* Passage to read *
[Start of section]
Can virtual reality and 3D gaming help people stand up for themselves in real life?
Journalist Wagner James Au, who delves into the details of all things Metaverse on his New World Notes blog, covered the research of SMU clinical psychologist Lorelei Simpson Rowe and her co-authors Ernest N. Jouriles and Renee McDonald.
Au’s coverage includes details of how SMU researchers developed the training simulation by modifying the popular first-person video game Half-Life 2, combined with a virtual reality headset.
Simpson Rowe, an associate professor and graduate program co-director in the SMU Department of Psychology, is lead author on the pilot study from SMU.
The virtual-reality simulation component of “My Voice, My Choice” utilizes a software program developed by Jouriles and McDonald in conjunction with SMU’s award-winning Guildhall video gaming program. Jouriles and McDonald are clinical psychologists in the SMU Psychology Department. Jouriles is professor and chair. McDonald is a professor and associate dean of research and academic affairs for Dedman College of Humanities and Sciences.
Results of their study found teen girls were less likely to report being sexually victimized after learning to assertively resist unwanted sexual overtures and practicing resistance in a realistic virtual environment.
The effects persisted over a three-month period following the training.
The New World Notes blog article, “Virtual Reality-Based Assertiveness Training Reportedly Leads to Less Sexual Victimization, Pilot Program Finds,” was published Jan. 28.
By Wagner James Au
New World Notes
Can virtual reality and 3D gaming help people stand up for themselves in real life? In a pilot study developed by Southern Methodist University, a group of young women practiced assertiveness against male sexual aggression using a modified version of Half-Life 2 and a VR headset. After the training (dubbed “My Voice, My Choice”), as this summary indicates, the early results were extremely positive: “22 percent in the control group reported sexual victimization during the three-month follow-up period, compared to only 10 percent in the ‘My Voice, My Choice’ group.” (Emphasis mine, because it bears emphasis.) While this is just initial data working from a small sample, the growth of virtual reality makes this study one worth repeating in other pilot programs, so I reached out to the lead researchers, Dr. Lorelei Simpson Rowe and Anthony Cuevas, for more details on their training program:
What were some of the most interesting personal reactions to this simulation?
[End of section]
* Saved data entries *
[Start of section]
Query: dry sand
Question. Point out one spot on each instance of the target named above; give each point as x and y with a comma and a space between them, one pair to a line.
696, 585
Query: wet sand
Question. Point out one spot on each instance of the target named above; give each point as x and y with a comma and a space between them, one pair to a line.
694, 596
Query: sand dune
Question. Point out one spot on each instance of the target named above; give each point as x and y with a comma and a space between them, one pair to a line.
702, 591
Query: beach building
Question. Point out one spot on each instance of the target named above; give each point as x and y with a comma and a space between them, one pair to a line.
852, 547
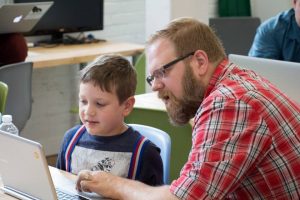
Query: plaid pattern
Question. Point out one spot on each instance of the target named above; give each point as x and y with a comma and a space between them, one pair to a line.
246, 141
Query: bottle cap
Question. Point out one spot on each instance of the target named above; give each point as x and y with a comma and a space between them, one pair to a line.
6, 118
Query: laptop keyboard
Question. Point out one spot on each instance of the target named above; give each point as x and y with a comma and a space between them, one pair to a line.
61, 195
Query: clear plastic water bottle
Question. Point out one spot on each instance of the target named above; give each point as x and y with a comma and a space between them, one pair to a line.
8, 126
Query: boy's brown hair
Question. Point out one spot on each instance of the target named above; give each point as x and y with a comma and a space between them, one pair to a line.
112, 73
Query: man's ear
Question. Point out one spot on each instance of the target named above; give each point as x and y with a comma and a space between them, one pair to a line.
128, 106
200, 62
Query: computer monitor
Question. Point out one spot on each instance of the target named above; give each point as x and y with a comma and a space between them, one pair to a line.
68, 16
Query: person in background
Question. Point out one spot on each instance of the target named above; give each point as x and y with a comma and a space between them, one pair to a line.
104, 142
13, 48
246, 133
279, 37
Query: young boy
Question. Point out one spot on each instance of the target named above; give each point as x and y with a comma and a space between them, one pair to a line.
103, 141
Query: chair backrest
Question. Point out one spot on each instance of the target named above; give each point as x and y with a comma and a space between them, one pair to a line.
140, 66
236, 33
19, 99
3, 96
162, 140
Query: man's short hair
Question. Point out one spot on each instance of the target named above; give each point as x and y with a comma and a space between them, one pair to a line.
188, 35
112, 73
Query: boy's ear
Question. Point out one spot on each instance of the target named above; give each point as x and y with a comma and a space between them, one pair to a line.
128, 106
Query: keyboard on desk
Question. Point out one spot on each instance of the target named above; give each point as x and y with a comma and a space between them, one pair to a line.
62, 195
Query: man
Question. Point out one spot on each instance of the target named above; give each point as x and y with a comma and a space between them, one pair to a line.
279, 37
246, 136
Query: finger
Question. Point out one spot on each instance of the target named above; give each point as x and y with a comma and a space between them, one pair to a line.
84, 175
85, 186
[End of section]
[Start of section]
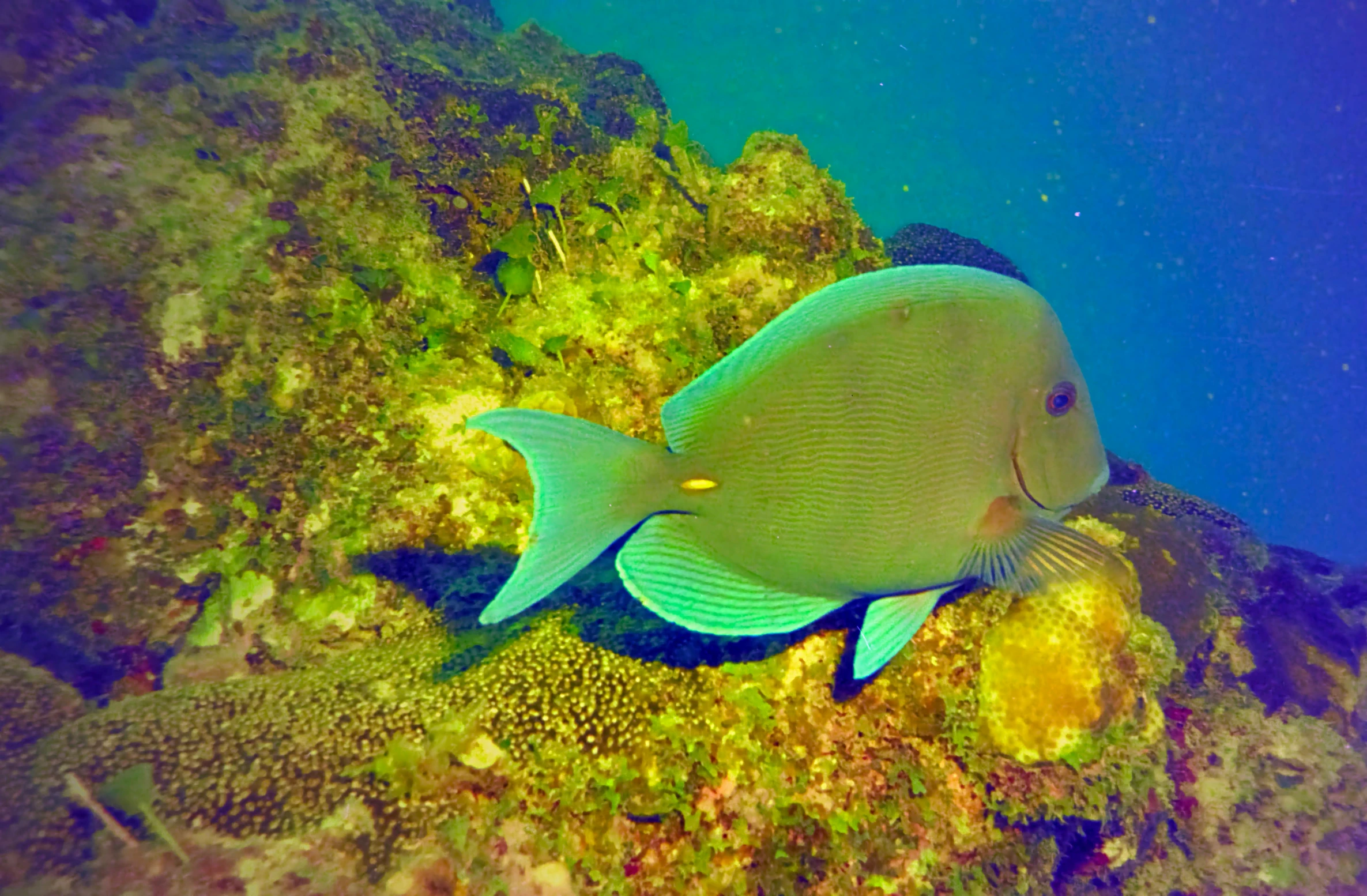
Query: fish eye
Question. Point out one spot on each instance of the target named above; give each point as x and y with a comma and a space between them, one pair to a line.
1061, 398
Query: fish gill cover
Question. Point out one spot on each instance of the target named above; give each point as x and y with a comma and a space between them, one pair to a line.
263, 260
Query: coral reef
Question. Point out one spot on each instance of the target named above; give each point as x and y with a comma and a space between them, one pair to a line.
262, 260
[End of section]
* Things to do *
A – In the article on virtual reality assertiveness training, why does Au think the "My Voice, My Choice" study should be repeated in other pilot programs? Answer in one to three sentences.
B – Continue the article on virtual reality assertiveness training from its last line.

* Answer section *
A – Au notes that the results are only initial data from a small sample. Even so, he says the growth of virtual reality makes the study worth repeating in other pilot programs.

B –
Dr. Lorelei Simpson Rowe: “Many participants were surprised at how difficult it was to be assertive. They thought of themselves as being able to be assertive, but found it more challenging in the simulations than they expected. At the same time, many of the participants also seemed to feel more confident after they successfully used the skills and got positive feedback from others.
“Most students chose to participate in the study because they were given gift cards to thank them for their time – they weren’t initially interested in the program – but afterward, they told us how important it was and that they felt all students should go through MVMC.”
What advice would you give other researchers and developers working on similar VR experiences?
Dr. Lorelei Simpson Rowe: “I think important next steps will include developing fully computerized protocols (i.e., those that don’t require an actor). Additionally, the simulations need to be realistic and consistent with experiences that participants might actually have.”